Saved entries

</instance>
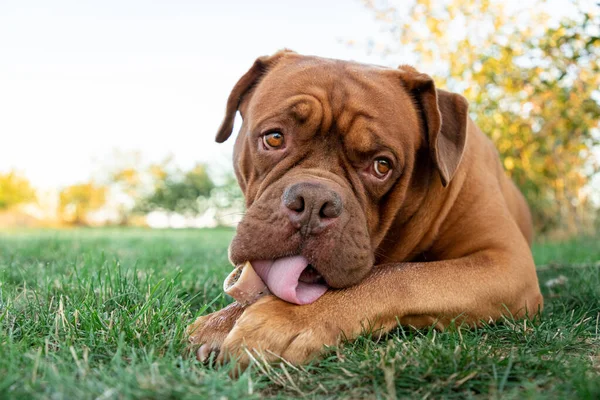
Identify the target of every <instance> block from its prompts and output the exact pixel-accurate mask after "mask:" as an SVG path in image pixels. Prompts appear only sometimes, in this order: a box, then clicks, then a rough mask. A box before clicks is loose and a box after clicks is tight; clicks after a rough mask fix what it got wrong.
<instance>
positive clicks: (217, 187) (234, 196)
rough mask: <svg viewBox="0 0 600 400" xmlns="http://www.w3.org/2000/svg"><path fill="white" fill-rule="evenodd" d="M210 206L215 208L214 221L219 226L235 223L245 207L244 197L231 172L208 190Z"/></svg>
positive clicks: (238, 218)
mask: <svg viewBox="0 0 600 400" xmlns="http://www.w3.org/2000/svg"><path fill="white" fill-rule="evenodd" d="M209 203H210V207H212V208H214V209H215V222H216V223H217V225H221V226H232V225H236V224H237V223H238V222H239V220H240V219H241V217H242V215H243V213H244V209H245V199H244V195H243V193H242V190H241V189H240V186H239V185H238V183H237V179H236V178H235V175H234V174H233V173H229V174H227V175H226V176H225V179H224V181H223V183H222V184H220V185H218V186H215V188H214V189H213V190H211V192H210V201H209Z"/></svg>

— TASK STATEMENT —
Give every record back exactly as it reads, with no images.

— YOUR SOLUTION —
</instance>
Identify the target of every <instance> block from its prompts and output the exact pixel-accurate mask after "mask:" as an SVG path in image pixels. Prompts appear only sometimes, in this order: a box, then clicks, then a rough mask. A box before clicks is loose and a box after clicks is tight; clicks after a rough mask fix what it got wrong.
<instance>
positive clicks: (217, 187) (234, 196)
rough mask: <svg viewBox="0 0 600 400" xmlns="http://www.w3.org/2000/svg"><path fill="white" fill-rule="evenodd" d="M210 206L215 208L214 221L219 226L235 223L245 207L244 197L231 172L208 190Z"/></svg>
positive clicks: (238, 218)
mask: <svg viewBox="0 0 600 400" xmlns="http://www.w3.org/2000/svg"><path fill="white" fill-rule="evenodd" d="M209 203H210V207H212V208H214V209H215V222H216V223H217V225H221V226H232V225H236V224H237V223H238V222H239V220H240V219H241V217H242V215H243V213H244V209H245V199H244V195H243V193H242V190H241V189H240V186H239V185H238V183H237V179H236V178H235V175H234V174H233V173H229V174H227V175H226V176H225V179H224V181H223V183H222V184H220V185H218V186H215V188H214V189H213V190H211V192H210V201H209Z"/></svg>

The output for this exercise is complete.